Set of tasks:
1) In the World Investment Forum text, when and in what format will the 7th World Investment Forum take place?
2) Turn the paragraph of the World Investment Forum text that begins "The forum, to be held under the theme" into a short list that keeps its main facts.
3) Resume the World Investment Forum text from the point where it ends.

The 7th World Investment Forum organized by UNCTAD will take place online from 18 to 22 October, focusing on investing in a speedy and inclusive recovery from the COVID-19 crisis.
The forum, to be held under the theme “Investing in sustainable development”, will address the key challenges facing the global investment-development community today resulting from the new industrial revolution, the sustainability imperative, the realignment of economic governance and the efforts for greater economic resilience.
“Rebuilding an inclusive and speedy recovery from the COVID-19 crisis will not be possible without reigniting both domestic and international investment” declared UNCTAD Secretary-General Rebeca Grynspan.
“This is the largest event dedicated to investment-for-development, bringing together the broadest coalition of investment community stakeholders along the entire global investment chain. It is also the first major, global multi-stakeholder gathering to address the investment dimension of recovery since the start of the pandemic.”
Challenges in investing for development
The first challenge for the international community is mobilizing global investment for the UN Sustainable Development Goals (SDGs).
UNCTAD research shows that the COVID-19 pandemic has reversed the achievements made between 2015 and 2019 in terms of investment in the goals.
To get the SDGs back on track, the world requires more investment, public and private into SDG sectors such as health, infrastructure, health and sanitation, particularly in poor countries, to generate sustainable impact. Low-income countries experienced a 9% decrease in their Foreign Direct Investment inflows during the first half of 2021.

[Records from a data collection]
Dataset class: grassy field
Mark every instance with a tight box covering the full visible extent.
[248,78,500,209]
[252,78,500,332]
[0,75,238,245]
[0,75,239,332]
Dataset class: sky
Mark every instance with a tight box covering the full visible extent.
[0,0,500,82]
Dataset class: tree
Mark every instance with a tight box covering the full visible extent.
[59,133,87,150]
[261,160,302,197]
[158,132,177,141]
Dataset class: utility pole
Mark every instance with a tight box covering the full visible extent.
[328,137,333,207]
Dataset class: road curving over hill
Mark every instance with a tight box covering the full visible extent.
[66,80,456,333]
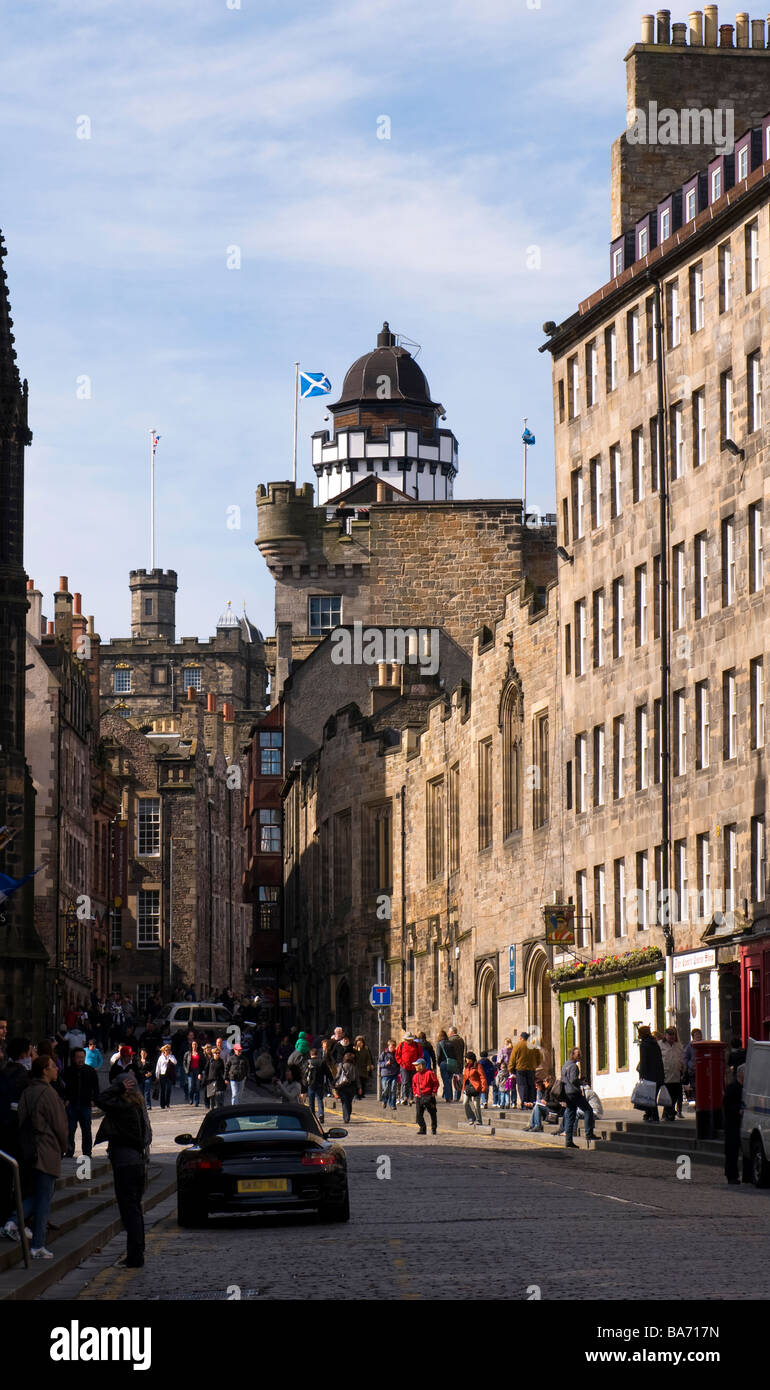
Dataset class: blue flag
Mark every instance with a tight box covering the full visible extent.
[299,371,332,400]
[0,865,44,904]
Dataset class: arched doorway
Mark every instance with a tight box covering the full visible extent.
[478,965,498,1052]
[527,951,556,1070]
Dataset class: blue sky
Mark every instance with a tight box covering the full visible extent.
[0,0,646,638]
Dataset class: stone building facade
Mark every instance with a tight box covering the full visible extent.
[101,689,252,1008]
[546,7,770,1094]
[0,236,47,1034]
[257,325,555,701]
[284,585,562,1061]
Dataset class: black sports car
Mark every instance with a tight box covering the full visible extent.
[175,1101,350,1226]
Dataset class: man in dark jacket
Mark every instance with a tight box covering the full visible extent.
[0,1038,32,1229]
[95,1072,153,1269]
[637,1023,663,1125]
[61,1047,99,1158]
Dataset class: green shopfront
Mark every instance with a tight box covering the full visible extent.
[555,952,666,1101]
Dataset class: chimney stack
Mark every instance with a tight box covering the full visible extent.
[53,574,72,652]
[703,4,719,49]
[689,10,703,49]
[72,594,90,662]
[26,580,44,646]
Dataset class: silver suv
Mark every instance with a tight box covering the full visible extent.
[154,1001,232,1038]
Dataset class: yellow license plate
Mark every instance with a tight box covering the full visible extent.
[238,1177,289,1193]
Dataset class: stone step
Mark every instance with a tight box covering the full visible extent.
[0,1170,114,1270]
[0,1163,177,1302]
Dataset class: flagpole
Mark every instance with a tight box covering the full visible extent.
[150,430,156,570]
[521,416,527,525]
[293,361,299,484]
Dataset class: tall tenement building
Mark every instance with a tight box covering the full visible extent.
[0,236,47,1033]
[545,6,770,1095]
[257,324,555,701]
[252,324,560,1047]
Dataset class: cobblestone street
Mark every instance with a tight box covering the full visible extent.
[43,1105,770,1302]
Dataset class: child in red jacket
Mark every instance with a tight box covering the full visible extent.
[396,1033,423,1105]
[411,1056,438,1134]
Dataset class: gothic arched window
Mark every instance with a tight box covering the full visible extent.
[500,681,524,838]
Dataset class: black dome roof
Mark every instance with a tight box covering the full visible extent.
[332,322,443,410]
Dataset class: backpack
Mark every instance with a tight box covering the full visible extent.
[18,1093,44,1168]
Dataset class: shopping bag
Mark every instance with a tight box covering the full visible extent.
[631,1081,657,1111]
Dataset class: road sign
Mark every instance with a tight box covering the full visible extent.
[542,902,575,947]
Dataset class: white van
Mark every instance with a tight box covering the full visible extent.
[154,999,232,1041]
[741,1038,770,1187]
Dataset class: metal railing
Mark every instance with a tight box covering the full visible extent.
[0,1148,29,1269]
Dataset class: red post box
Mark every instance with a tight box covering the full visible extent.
[692,1038,726,1138]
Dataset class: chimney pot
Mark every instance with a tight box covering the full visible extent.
[703,4,719,49]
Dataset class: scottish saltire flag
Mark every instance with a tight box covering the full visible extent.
[0,865,44,902]
[299,371,332,400]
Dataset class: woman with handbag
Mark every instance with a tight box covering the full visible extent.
[204,1047,227,1111]
[156,1043,177,1111]
[95,1072,153,1269]
[562,1047,593,1148]
[18,1054,69,1259]
[436,1029,457,1104]
[463,1052,489,1125]
[637,1023,664,1125]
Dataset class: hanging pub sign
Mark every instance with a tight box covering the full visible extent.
[110,820,128,908]
[542,902,575,947]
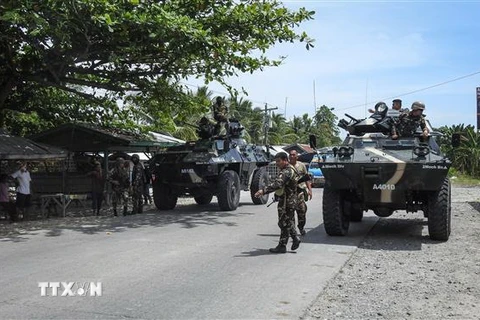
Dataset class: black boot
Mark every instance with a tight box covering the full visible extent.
[292,237,302,250]
[269,243,287,253]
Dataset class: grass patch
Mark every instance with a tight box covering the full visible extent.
[449,172,480,187]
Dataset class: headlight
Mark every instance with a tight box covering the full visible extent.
[338,147,354,158]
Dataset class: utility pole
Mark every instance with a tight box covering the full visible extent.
[263,103,278,146]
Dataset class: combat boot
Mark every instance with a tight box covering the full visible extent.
[269,243,287,253]
[292,237,302,250]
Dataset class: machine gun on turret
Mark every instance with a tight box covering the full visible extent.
[338,104,394,136]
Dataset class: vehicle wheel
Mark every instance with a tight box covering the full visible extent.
[428,178,452,241]
[250,167,269,204]
[194,194,213,205]
[217,170,240,211]
[323,185,350,236]
[153,183,178,210]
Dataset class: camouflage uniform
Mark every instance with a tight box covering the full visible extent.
[212,97,228,135]
[295,161,308,230]
[264,164,298,246]
[108,165,130,216]
[132,162,145,214]
[392,112,427,137]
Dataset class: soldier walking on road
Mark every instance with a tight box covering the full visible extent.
[255,152,301,253]
[108,158,130,216]
[289,150,312,236]
[132,154,145,214]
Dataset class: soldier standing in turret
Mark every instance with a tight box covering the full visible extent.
[392,101,428,139]
[212,97,228,135]
[255,152,301,253]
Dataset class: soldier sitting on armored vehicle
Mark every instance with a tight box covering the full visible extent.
[392,101,429,139]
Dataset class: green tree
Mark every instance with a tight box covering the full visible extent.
[0,0,314,132]
[438,123,480,177]
[312,105,341,147]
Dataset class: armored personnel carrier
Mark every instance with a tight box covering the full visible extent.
[150,118,269,211]
[310,110,453,241]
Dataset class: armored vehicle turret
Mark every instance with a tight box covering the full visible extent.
[310,114,458,240]
[150,118,269,211]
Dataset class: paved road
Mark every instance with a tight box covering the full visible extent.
[0,189,377,319]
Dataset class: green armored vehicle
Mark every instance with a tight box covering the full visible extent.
[150,118,269,211]
[310,110,458,241]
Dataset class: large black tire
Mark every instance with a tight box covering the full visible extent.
[250,167,269,204]
[153,183,178,210]
[194,194,213,205]
[428,178,452,241]
[217,170,240,211]
[323,185,350,236]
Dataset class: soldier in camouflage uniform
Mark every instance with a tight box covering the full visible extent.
[255,152,301,253]
[108,158,130,216]
[132,154,145,214]
[289,150,312,236]
[392,101,428,139]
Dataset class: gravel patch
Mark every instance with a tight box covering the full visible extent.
[301,187,480,319]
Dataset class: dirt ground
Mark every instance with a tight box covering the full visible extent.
[301,187,480,319]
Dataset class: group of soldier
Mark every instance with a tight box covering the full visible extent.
[369,99,429,139]
[107,154,151,216]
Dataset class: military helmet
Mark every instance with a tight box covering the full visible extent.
[375,101,388,112]
[412,101,425,110]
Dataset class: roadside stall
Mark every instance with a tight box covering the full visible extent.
[30,124,181,216]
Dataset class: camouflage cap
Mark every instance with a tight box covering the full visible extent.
[412,101,425,110]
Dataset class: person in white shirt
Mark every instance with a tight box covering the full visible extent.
[11,162,32,219]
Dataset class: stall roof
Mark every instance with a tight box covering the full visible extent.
[31,123,182,152]
[0,129,67,160]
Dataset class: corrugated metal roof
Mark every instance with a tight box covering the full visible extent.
[0,129,67,160]
[31,123,182,152]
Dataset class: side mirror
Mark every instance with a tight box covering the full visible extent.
[452,132,462,148]
[215,140,224,150]
[308,134,317,149]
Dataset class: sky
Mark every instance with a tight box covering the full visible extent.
[189,0,480,131]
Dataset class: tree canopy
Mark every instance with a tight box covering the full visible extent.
[0,0,314,132]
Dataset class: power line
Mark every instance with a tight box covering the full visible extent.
[337,71,480,111]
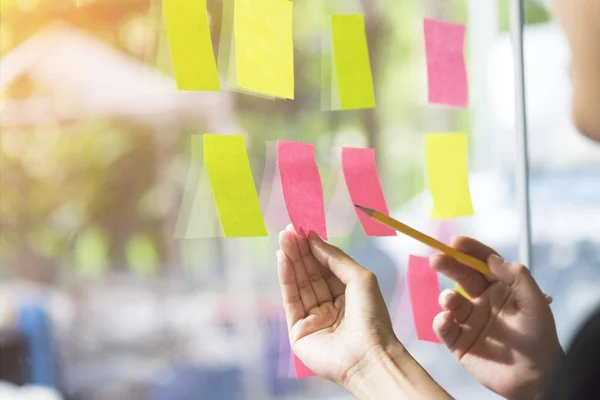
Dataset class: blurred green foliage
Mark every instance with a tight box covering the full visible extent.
[0,0,548,279]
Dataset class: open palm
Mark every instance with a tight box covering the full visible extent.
[431,237,563,399]
[277,227,397,384]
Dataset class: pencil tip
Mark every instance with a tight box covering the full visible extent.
[354,204,373,217]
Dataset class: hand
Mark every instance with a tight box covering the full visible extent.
[431,237,564,399]
[277,227,449,399]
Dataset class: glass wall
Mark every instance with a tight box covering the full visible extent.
[0,0,600,400]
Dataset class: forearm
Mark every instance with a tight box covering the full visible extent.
[346,343,451,400]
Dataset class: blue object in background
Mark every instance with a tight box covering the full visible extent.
[19,301,56,388]
[148,364,243,400]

Answers to each task:
1) It will take place online from 18 to 22 October.

2)
- Theme: "Investing in sustainable development"
- Focus: the key challenges facing the global investment-development community today
- Sources of those challenges:
  - the new industrial revolution
  - the sustainability imperative
  - the realignment of economic governance
  - the efforts for greater economic resilience

3)
The second challenge is the realignment of worldwide investment governance in the new era of the global economy. Realignment induced by the increasing fragmentation in international economic policy making, including systemic competition, and shifts in national economic policy-making from liberalization to regulation and intervention.
The third challenge relates to new technologies and the new industrial revolution, which will have potentially far-reaching consequences for global value chains, with important implications for growth and development.
Forum participants will discuss the strategies and policy measures required to restart the engine of international production and restore supply chains. They will also examine the impact that the COVID-19 crisis had on investment inflows globally, and especially in developing countries.
World leaders to speak at forum in six high profile events
A dozen heads of state and government and over 40 ministers from developed and developing countries are expected to participate in the forum.
Speakers will include 76th UN General Assembly President Abdulla Shahi, UN Deputy Secretary-General Amina Mohammed and Inter-Parliamentary Union President Duarte Pacheco.
They will be joined by over 100 business executives and global market shapers, including the chairs and CEOs of Amundi, BioNTech, Iberdrola, Reckitt, Standard Chartered, Willis Towers Watson, the secretary-general of the International Chamber of Commerce, the CEO of the World Federation of Exchanges and the president and CEO of the United States Council for International Business.
The forum is organized in collaboration with over 60 international partners, including the International Chamber of Commerce, the World Economic Forum, the World Federation of Stock Exchanges, the World Association of Investment Promotion Agencies, the World Trade Organization, the World Health Organization, the International Organization of Securities Commissions and the World Academy of International Business.
James Zhan, UNCTAD director who leads the World Investment Forum underlined that ¨The level and scope of speakers and partners, as well as the rich programme, is truly impressive and will surely be a milestone of strategies and policies for promoting investment in sustainable development.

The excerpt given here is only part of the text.